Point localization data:
****************************************

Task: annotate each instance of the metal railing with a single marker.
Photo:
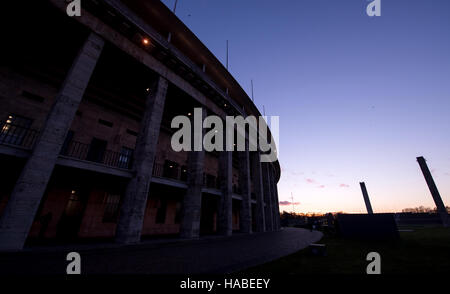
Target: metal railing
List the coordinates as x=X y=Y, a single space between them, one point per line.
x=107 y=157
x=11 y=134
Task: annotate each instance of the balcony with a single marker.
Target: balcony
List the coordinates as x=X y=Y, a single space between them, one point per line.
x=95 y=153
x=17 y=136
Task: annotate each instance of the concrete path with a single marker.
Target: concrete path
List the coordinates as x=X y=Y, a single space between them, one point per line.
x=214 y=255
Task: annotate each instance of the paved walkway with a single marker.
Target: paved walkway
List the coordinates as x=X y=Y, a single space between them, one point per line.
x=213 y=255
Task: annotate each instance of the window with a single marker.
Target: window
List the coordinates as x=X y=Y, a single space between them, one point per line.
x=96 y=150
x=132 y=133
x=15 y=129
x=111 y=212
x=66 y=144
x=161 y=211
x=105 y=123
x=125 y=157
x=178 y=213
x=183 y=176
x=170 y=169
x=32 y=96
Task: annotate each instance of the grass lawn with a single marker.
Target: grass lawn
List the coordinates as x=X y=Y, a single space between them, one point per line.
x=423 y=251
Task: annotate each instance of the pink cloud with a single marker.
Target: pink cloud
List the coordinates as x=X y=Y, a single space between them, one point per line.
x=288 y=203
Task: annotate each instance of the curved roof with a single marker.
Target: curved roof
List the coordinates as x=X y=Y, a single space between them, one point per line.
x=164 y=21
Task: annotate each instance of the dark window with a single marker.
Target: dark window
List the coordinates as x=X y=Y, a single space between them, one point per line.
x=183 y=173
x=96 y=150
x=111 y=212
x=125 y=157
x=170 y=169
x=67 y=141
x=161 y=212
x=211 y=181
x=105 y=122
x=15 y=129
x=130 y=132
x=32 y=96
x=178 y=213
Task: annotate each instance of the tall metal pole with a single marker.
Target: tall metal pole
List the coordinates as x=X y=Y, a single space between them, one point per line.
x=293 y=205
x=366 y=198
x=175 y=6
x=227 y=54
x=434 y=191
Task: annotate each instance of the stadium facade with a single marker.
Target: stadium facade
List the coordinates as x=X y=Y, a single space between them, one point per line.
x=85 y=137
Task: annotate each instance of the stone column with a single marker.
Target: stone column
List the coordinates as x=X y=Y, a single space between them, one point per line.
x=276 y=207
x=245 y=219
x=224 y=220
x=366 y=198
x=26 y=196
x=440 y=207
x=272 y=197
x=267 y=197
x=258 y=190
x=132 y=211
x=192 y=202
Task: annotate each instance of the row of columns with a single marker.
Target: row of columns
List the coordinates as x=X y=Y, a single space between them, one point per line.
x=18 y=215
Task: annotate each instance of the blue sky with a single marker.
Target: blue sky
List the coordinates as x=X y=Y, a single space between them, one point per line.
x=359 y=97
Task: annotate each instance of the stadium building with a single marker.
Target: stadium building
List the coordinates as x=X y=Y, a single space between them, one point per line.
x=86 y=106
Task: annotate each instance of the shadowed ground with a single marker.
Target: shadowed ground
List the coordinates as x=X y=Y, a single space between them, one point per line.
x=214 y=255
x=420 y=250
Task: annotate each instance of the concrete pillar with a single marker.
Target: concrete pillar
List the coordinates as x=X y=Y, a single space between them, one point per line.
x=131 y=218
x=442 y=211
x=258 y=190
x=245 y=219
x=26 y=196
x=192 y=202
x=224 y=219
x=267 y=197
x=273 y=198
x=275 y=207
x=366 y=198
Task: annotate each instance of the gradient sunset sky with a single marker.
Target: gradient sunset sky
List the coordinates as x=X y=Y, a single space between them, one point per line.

****************************************

### Action item
Take the entries above and set them down exactly, minus the pictures.

### Answer for this exercise
Task: annotate each instance of the metal railing with a single marker.
Photo:
Target: metal railing
List the coordinates as x=X y=Y, a single space between them, one point per line.
x=107 y=157
x=11 y=134
Task: annotate each instance of the balcony with a single marker.
Target: balcony
List the coordinates as x=X y=Y, a single space between them, one point per line.
x=95 y=153
x=17 y=136
Task: annotate each instance of the concrete path with a single marker.
Target: concrete path
List the coordinates as x=X y=Y, a single space between them, one point per line.
x=214 y=255
Task: annotate each instance of the paved walkway with a single marker.
Target: paved walkway
List the coordinates as x=X y=Y, a single space between them, one point per line.
x=213 y=255
Task: annotate each instance of the window with a single marker.
Target: window
List the coordinates as x=X y=Y, a single space between them, one point per line.
x=96 y=150
x=132 y=133
x=15 y=129
x=111 y=212
x=66 y=144
x=161 y=211
x=105 y=123
x=125 y=157
x=178 y=213
x=183 y=176
x=170 y=169
x=32 y=96
Task: annotate each instance of the grass lawn with a single marker.
Target: grass lawn
List the coordinates as x=X y=Y, a single space between them, one point per line.
x=423 y=251
Task: annotate each instance of the pink cloud with a single marker.
Target: pink cloud
List the coordinates as x=X y=Y, a single space between them, one point per line.
x=288 y=203
Task: annotate each instance of the curved roof with a single marker.
Target: curved roof
List the coordinates as x=X y=Y, a single space between them, one point per line.
x=164 y=21
Task: annotate each instance of the dark window with a single marker.
Target: dark window
List the coordinates as x=X y=Y, a single space between them, one point per line.
x=183 y=173
x=96 y=150
x=111 y=212
x=125 y=157
x=170 y=169
x=67 y=141
x=161 y=212
x=211 y=181
x=105 y=122
x=15 y=129
x=130 y=132
x=32 y=96
x=178 y=213
Task: annotate each instance of the tall metal pole with a single marker.
Target: tall metal pole
List the coordinates as x=X y=Y, a single space between them, one point per line.
x=293 y=205
x=366 y=198
x=175 y=6
x=227 y=54
x=434 y=191
Task: annotate each instance of the stadium facade with a single marker.
Target: stadium facade
List the coordinates as x=X y=Y, a single space between them, one point per line.
x=85 y=137
Task: annotate each instance of the stone column with a single marker.
Target: stone column
List the coordinates as x=X y=Y, a single space between them, one point per line.
x=276 y=207
x=245 y=219
x=224 y=220
x=366 y=198
x=26 y=196
x=440 y=207
x=272 y=197
x=267 y=197
x=258 y=190
x=132 y=211
x=192 y=202
Task: annotate each instance of the row of columns with a single marker.
Target: row of columns
List the coordinates as x=X y=Y, a single space between them, one point per line.
x=18 y=215
Task: annotate each instance of the blue sky with a single marker.
Target: blue sky
List the coordinates as x=X y=Y, a single space between them, one point per line.
x=359 y=97
Task: annotate each instance of the stadium building with a single marker.
Target: stadium building
List the coordinates as x=X y=Y, a single space between them, one point per line.
x=86 y=106
Task: annotate each instance of the shadowed ground with a single marker.
Target: shadowed ground
List the coordinates as x=X y=Y, a single space between them, one point per line.
x=214 y=255
x=420 y=250
Task: annotate each instance of the concrete pillar with a single marker.
Target: concrete pillar
List the coordinates as x=X y=Y, a single space between them, one point per line.
x=131 y=218
x=442 y=211
x=258 y=190
x=245 y=219
x=26 y=196
x=192 y=202
x=224 y=219
x=267 y=197
x=273 y=198
x=275 y=207
x=366 y=198
Task: annotate each instance of the gradient sunset sky with a single marker.
Target: gradient sunset sky
List the coordinates as x=X y=Y, a single space between them, one point per line.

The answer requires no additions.